• WORK INSTRUCTION: Below this task are records; return each one exactly and omit its images.

• SOURCE DATA:
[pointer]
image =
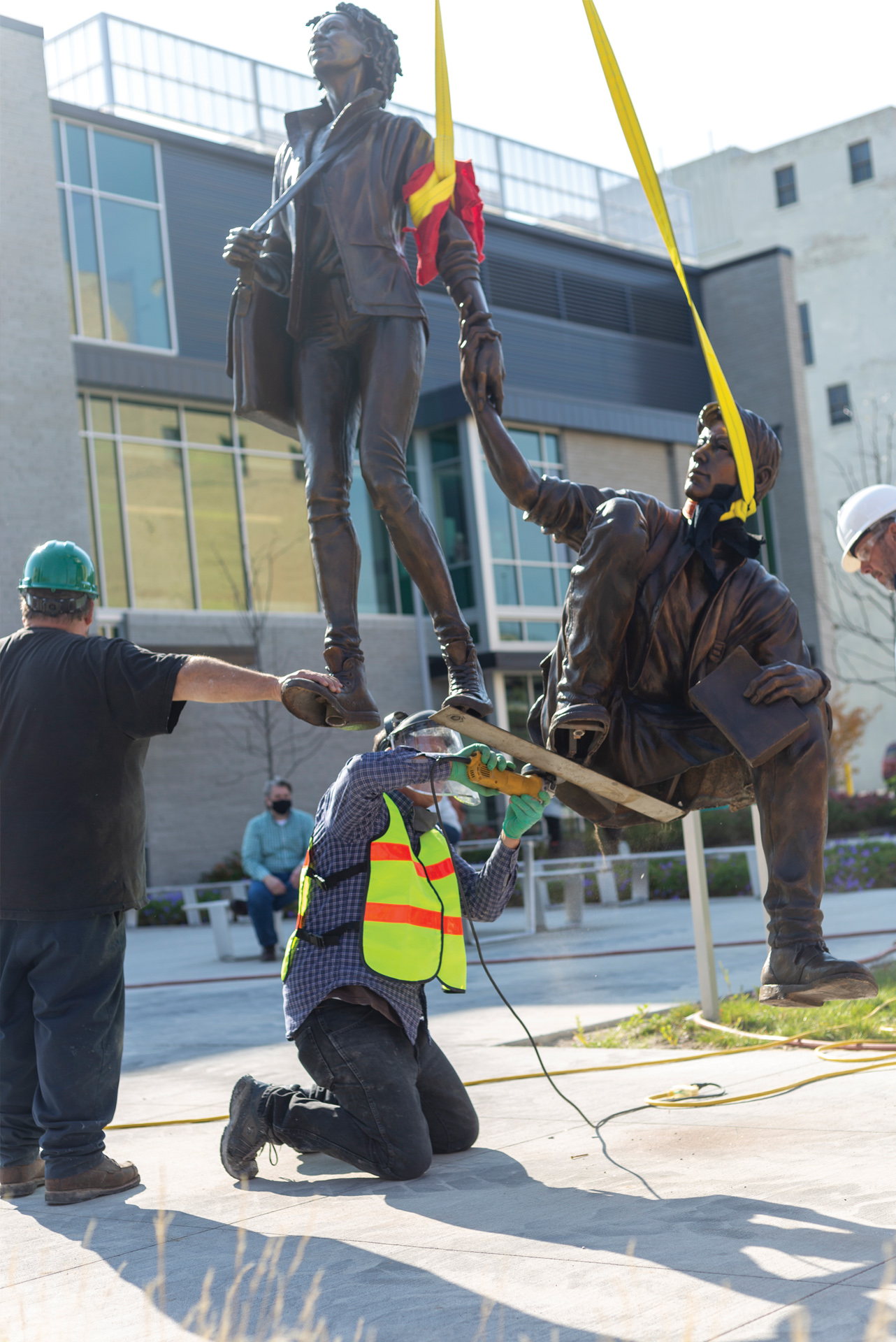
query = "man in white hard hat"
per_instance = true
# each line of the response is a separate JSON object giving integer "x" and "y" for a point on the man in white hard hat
{"x": 867, "y": 533}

• COMPLETED EXERCISE:
[pointer]
image =
query = "man in white hard hat"
per_instance = true
# each line of the response is a separate JSON object giving integer "x" and "y" for a point on the man in white hard hat
{"x": 867, "y": 533}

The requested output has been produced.